# Do this
Copy every one of the following items word for word, reproducing each line unchanged.

# Records for this exercise
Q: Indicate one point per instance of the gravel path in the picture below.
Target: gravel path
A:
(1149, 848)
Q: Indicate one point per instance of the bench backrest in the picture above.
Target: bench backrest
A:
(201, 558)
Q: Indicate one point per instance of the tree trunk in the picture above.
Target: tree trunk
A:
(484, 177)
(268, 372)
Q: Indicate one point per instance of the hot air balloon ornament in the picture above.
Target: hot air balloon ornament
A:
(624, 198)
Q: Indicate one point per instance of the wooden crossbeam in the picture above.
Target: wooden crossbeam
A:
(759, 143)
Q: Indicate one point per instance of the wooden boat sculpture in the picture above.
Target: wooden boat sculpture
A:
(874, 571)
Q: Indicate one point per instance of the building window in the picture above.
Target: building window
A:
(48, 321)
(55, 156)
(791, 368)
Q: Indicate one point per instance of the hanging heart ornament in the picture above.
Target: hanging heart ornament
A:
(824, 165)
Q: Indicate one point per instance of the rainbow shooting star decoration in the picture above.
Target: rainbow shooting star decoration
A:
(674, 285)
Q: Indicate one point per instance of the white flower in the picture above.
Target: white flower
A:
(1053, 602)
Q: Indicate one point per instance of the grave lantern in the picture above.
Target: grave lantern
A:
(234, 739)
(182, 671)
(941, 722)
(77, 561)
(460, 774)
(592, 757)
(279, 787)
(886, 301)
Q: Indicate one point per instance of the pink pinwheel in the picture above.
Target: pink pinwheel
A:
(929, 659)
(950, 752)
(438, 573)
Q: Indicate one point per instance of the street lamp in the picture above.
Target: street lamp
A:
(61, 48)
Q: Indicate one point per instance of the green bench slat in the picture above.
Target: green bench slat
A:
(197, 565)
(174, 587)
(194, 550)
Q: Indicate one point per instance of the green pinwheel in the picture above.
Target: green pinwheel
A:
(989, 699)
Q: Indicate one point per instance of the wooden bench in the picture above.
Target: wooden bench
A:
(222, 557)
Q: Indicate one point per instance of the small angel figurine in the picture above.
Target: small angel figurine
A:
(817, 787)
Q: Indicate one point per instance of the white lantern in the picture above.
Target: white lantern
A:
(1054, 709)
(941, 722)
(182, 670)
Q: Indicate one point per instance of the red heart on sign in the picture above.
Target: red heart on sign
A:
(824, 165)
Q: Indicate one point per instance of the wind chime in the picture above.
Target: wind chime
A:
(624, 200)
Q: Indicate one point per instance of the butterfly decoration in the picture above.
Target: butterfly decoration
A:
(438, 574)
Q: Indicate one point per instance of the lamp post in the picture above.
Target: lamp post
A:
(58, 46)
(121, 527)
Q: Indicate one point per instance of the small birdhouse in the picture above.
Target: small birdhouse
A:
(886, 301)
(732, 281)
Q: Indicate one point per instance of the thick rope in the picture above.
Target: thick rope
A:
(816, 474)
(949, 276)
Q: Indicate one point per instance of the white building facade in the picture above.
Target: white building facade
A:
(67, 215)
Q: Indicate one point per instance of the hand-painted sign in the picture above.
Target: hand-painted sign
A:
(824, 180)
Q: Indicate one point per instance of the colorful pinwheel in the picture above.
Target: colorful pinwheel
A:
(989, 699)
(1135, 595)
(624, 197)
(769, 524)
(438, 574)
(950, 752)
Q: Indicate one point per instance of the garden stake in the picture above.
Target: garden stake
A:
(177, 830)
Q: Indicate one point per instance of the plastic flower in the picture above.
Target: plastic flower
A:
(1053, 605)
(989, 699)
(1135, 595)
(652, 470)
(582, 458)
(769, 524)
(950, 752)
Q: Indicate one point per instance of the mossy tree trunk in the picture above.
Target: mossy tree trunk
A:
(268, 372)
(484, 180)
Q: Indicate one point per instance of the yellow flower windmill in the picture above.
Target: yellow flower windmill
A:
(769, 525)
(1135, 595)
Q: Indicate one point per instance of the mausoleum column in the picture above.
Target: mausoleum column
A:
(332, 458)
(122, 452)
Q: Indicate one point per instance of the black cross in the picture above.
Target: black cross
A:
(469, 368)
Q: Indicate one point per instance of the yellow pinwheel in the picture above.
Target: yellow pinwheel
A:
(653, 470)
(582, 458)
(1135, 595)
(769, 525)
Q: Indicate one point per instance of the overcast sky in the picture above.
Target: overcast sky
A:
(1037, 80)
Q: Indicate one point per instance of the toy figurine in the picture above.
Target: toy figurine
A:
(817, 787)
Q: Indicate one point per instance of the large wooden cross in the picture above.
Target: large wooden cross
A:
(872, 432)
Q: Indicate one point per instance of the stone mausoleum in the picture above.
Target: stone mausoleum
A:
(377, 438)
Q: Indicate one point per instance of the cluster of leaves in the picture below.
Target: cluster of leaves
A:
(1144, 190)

# Reply
Q: Indicate one point per instance of the gravel path in the picture below.
Target: gravel path
A:
(1149, 848)
Q: Indicate one point per instance of the bench backrest in the picture above.
Target: bench backrest
A:
(201, 558)
Q: Indicate one point per instance of the tree trunk in the picture above.
Target: tree trunk
A:
(484, 177)
(268, 372)
Q: Indicate one point per instance of the hot air balloon ornament in the picture above.
Target: hot air balloon ornament
A:
(624, 198)
Q: Indicate one point per instance of the wooden crossbeam in the picture above.
Target: wooden crossbeam
A:
(759, 143)
Q: Indicate one point per instance of the wooden boat sculpture in the picture above.
Target: wooden boat sculpture
A:
(874, 571)
Q: Indicate one point per instance of the building window in the picture above.
Target: building window
A:
(48, 321)
(55, 156)
(791, 368)
Q: Indicate one point per instance of the hanging heart ornament in the picture above.
Target: hanging heart ornament
A:
(824, 165)
Q: Indicate one point per instance of the rainbow shooting star decoration in the picture above.
Target: rainbow shooting star decoration
A:
(674, 285)
Q: Indicate one point per instance of the white flower in the picture above.
Target: white flower
A:
(1053, 602)
Q: Indicate one point per instance of the grave lantern in the picture above.
Target: grave lantern
A:
(234, 739)
(182, 671)
(941, 722)
(77, 561)
(460, 774)
(592, 757)
(279, 787)
(886, 301)
Q: Indicate one point per instance of the pink pinwheel in the picture above.
Target: pink pinwheel
A:
(929, 659)
(950, 752)
(438, 573)
Q: Indicate one point per instance of the street lamp in the picture above.
Target: street lamp
A:
(61, 48)
Q: Indicate one point per instance of the green bench slat in the picture above.
Target: green bench slat
A:
(197, 565)
(174, 587)
(194, 550)
Q: Indicate one point per instance of the green pinwheel in the picture above.
Target: green pinwheel
A:
(989, 699)
Q: Indicate one point per instance of the wooden bench in the picture above.
Target: wooden bench
A:
(222, 557)
Q: Indicate one point per instance of the small angel figurine in the picture above.
Target: small angel figurine
A:
(817, 787)
Q: Indicate one point per instance of the white lantern in the picture above.
Target: white lantern
A:
(1054, 709)
(941, 722)
(182, 670)
Q: Indicate one point per instance of the red heart on sign in the picture above.
Target: red heart on sign
A:
(824, 165)
Q: Indicate one point per instance of the wind chime in the picture above.
Target: wind chime
A:
(624, 200)
Q: Indicate one point per instance of the butterfly decoration in the picture above.
Target: butterfly decoration
A:
(438, 574)
Q: Indicate one point per instance of the lamp post in the picture above.
Target: lamp post
A:
(58, 46)
(121, 527)
Q: Indicate one point per instance of the small birdhouse in the picture above.
Target: small birdhouse
A:
(886, 301)
(732, 281)
Q: Indicate one point per instance of the thick rope in the picture above.
Target: thick rope
A:
(816, 474)
(949, 276)
Q: Indicate one point per instance of the white building facade in the picture above.
Target: white building facade
A:
(67, 215)
Q: Indicate one point per instance of the hand-painted sign in the picture above.
Target: hand-painted sign
A:
(824, 180)
Q: Indicate one point per instance of the colorful pinwheel in the picture above.
Target: colorful pinwheel
A:
(989, 699)
(1135, 595)
(624, 197)
(769, 524)
(438, 574)
(950, 752)
Q: Indicate one point per instance of the garden stake in the picture above.
Target: garden stake
A:
(177, 830)
Q: Indicate one point per instance of the plastic flower in the picture above.
Target: plastic flower
A:
(1053, 605)
(989, 699)
(1135, 595)
(652, 470)
(582, 458)
(769, 524)
(950, 752)
Q: Indicate one point per instance of the mossy tree trunk in the picture above.
Target: mossy tree trunk
A:
(268, 372)
(484, 180)
Q: Indicate one point per instance of the yellow flower windmill in the picture above.
Target: yellow flower windmill
A:
(769, 525)
(1135, 595)
Q: Indicate one point per instance of the mausoleum column in the picture above.
Target: mausoleum column
A:
(332, 458)
(122, 452)
Q: Indicate one point per instance of the black cross in the picture above.
Target: black cross
A:
(469, 368)
Q: Indicate one point per instance of the yellow pinwheel in the picture above.
Target: yellow pinwheel
A:
(653, 470)
(582, 458)
(1135, 595)
(769, 525)
Q: Indicate one point per instance of the overcast sky in the picture above.
Target: overcast sky
A:
(1037, 80)
Q: Indicate one point per instance of the toy figurine in the picture above.
Target: toy figurine
A:
(817, 787)
Q: Indicate one point per instance of the large wooden cross in the picture above.
Target: large wooden cross
A:
(872, 432)
Q: Indicate one point per instance of the stone mausoleum in the picture above.
Target: stone mausoleum
A:
(377, 438)
Q: Indicate one point per instance of the cluster of leaves in the picture below.
Target: cluster of leaves
A:
(1144, 190)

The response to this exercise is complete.